◆ Task description
Retype all the records below exactly as they are, with no image carried over.

(Dataset items)
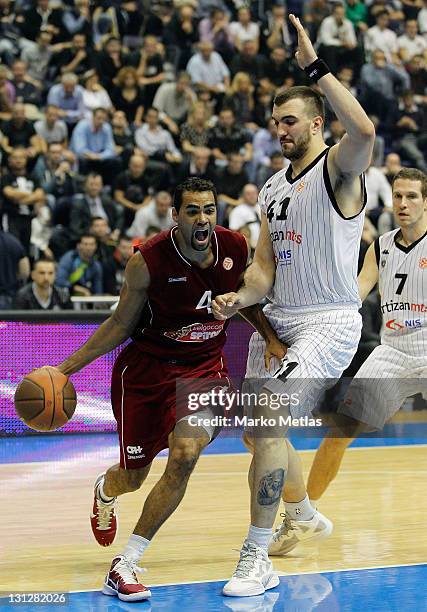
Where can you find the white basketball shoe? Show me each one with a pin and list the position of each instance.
(254, 573)
(291, 532)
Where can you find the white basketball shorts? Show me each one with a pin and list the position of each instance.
(321, 346)
(382, 384)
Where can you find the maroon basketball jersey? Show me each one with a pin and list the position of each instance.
(177, 321)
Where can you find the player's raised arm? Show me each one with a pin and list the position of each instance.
(257, 281)
(117, 328)
(368, 276)
(352, 155)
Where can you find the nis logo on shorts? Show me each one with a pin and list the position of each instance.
(395, 325)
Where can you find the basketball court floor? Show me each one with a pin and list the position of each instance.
(375, 560)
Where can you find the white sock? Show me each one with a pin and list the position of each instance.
(135, 547)
(300, 511)
(259, 536)
(105, 498)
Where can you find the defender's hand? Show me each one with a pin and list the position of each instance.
(274, 348)
(305, 54)
(225, 306)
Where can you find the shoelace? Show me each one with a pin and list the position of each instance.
(248, 556)
(286, 526)
(128, 570)
(105, 513)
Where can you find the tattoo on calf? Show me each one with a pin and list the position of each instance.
(270, 487)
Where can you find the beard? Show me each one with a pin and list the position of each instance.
(300, 148)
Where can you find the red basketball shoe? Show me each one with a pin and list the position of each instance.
(122, 581)
(103, 518)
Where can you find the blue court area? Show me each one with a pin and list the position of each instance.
(74, 446)
(390, 589)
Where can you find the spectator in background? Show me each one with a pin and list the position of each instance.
(379, 83)
(174, 101)
(94, 95)
(7, 94)
(244, 28)
(280, 71)
(42, 293)
(115, 274)
(195, 132)
(78, 271)
(250, 61)
(392, 166)
(336, 41)
(378, 193)
(158, 213)
(128, 96)
(246, 216)
(207, 69)
(155, 141)
(20, 132)
(275, 30)
(276, 163)
(199, 165)
(54, 173)
(68, 97)
(94, 203)
(382, 38)
(181, 33)
(38, 55)
(14, 267)
(228, 137)
(21, 194)
(150, 69)
(408, 128)
(357, 13)
(132, 188)
(109, 61)
(336, 132)
(92, 142)
(216, 29)
(265, 143)
(411, 43)
(230, 183)
(240, 99)
(123, 137)
(75, 58)
(52, 128)
(106, 246)
(26, 90)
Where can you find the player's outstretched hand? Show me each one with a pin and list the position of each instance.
(274, 348)
(225, 306)
(305, 54)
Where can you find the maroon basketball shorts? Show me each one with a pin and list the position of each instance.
(143, 396)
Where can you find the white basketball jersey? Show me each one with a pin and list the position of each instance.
(403, 289)
(316, 249)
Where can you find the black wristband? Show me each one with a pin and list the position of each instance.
(316, 70)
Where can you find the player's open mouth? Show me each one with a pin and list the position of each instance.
(201, 236)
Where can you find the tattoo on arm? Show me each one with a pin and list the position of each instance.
(270, 487)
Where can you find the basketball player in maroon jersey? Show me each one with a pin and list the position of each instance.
(165, 306)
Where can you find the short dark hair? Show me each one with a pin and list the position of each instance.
(87, 235)
(412, 174)
(44, 260)
(313, 100)
(193, 184)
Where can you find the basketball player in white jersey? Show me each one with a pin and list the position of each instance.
(398, 262)
(306, 263)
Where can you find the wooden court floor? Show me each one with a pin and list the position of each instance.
(377, 504)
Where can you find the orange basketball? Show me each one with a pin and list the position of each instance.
(45, 400)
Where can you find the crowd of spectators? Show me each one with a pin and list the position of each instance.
(105, 105)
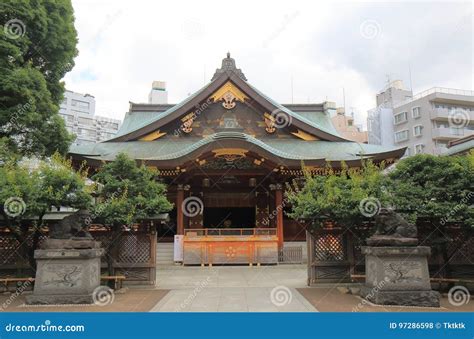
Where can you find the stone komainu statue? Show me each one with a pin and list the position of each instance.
(391, 224)
(72, 226)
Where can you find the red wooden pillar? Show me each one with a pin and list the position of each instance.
(179, 210)
(279, 213)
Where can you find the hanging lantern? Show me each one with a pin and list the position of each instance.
(252, 182)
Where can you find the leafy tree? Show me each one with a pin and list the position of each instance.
(37, 48)
(127, 194)
(346, 198)
(441, 188)
(28, 191)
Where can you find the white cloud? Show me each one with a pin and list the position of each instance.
(125, 45)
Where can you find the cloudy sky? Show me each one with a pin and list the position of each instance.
(320, 47)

◆ Output of the task
Where can you find the white basketball shoe? Show me each one with a pin and list the position of each instance.
(254, 573)
(291, 532)
Where can you find the white basketball shorts? Show me each one with a pin and list the position of each instance.
(321, 346)
(382, 384)
Where can you find the maroon basketball jersey? Show me each one with a pin and list the position of each instance.
(177, 321)
Where can you find the player's raised arm? Show me each one with a pin and list the position of each instance.
(257, 281)
(117, 328)
(368, 276)
(352, 155)
Where can you find the nis logo on shorts? Show me each one with a pin and list the position of each instance.
(395, 325)
Where can you find the basketball court floor? Show me each one with a pin and list the position of each instance.
(375, 560)
Where can you find the white sock? Show me each one with a pin and list the position of each instance.
(135, 547)
(300, 511)
(259, 536)
(105, 498)
Where can you find the defender's hand? Show me each one with a pin and list the position of each instance.
(274, 348)
(305, 54)
(225, 306)
Where can you find the shoelace? Show me each one with a pin and list the position of each instance.
(248, 556)
(286, 526)
(128, 570)
(105, 513)
Where can you find the tattoo on calf? Show me each one with a pin and list the position of each instance.
(270, 487)
Where can you find the beard? Show me each one with a pin and list the position of each instance.
(300, 148)
Where can you find the red basketball shoe? Show me each one with a pin and list the position of each instance.
(122, 581)
(103, 518)
Where can you find the blue court area? Show me each one with a pin and list the position of each instance.
(74, 446)
(390, 589)
Where can you find the spectator in background? Show me each one with a pin and list the position of each instance.
(379, 83)
(174, 101)
(94, 95)
(7, 94)
(244, 28)
(280, 71)
(42, 293)
(115, 274)
(195, 132)
(78, 271)
(250, 61)
(392, 166)
(336, 41)
(378, 193)
(158, 213)
(128, 96)
(246, 216)
(207, 69)
(155, 141)
(20, 132)
(275, 30)
(276, 163)
(199, 165)
(54, 173)
(68, 97)
(94, 203)
(382, 38)
(181, 33)
(38, 55)
(14, 267)
(228, 137)
(21, 194)
(150, 69)
(408, 128)
(357, 13)
(132, 188)
(109, 61)
(336, 132)
(92, 142)
(216, 29)
(265, 143)
(411, 43)
(230, 183)
(240, 99)
(123, 137)
(75, 58)
(52, 128)
(106, 246)
(26, 90)
Where can you find the player's outstretched hand? Show me each one with a pin and list the position of each instance.
(274, 348)
(225, 306)
(305, 54)
Where can you find the maroon basketball shorts? Show me each one with a pin and list the position of each instance.
(143, 396)
Where can you find the white basketball jersey? Show me each one with a pin and list the position of each instance.
(403, 289)
(316, 249)
Where can you find the black wristband? Show me each one with a pin and list the position of each instance.
(316, 70)
Where can you find the player's open mouth? Show me each one with a pin and list the position of each instance.
(201, 236)
Where can you find the tattoo on arm? Show me each one with a pin and list the position of each instance.
(270, 487)
Where can you find the basketball player in maroon jersey? Show me each one with a pin and list the position of each instance.
(165, 306)
Where can you find the short dark hair? Show me each one with a pin and list the position of each instance.
(87, 235)
(412, 174)
(44, 260)
(313, 100)
(193, 184)
Where can you find the basketball player in white jersey? Show me each one with a pin and list the position of each instance.
(398, 262)
(306, 263)
Where can you find the wooden court floor? Show me each one with a pin and list the position of each instance.
(377, 504)
Where can you find the orange basketball? Show me each one with a pin and list the position of each instance.
(45, 400)
Where can you find the crowd of spectators? Show me each one with a pin and list the position of each instance.
(105, 105)
Where can you find the stone komainu statue? Show me each one with a pin and list the position of each instance.
(391, 224)
(72, 226)
Where can you find the red wooden pillar? Show me each one with a pin and list the position of each instance.
(179, 210)
(279, 213)
Where can you find the hanging lantern? Show me each one with a pin and list the position of each instance.
(252, 182)
Where can you find the leafy tree? Show me each one with a pin and list the position of each instance.
(37, 48)
(127, 194)
(346, 198)
(441, 188)
(28, 191)
Where can you find the white cloud? Show me each one with a pin and list the position of each instance.
(125, 45)
Where can you find the cloudy sky? Show me each one with a pin and list the position of each instance.
(320, 47)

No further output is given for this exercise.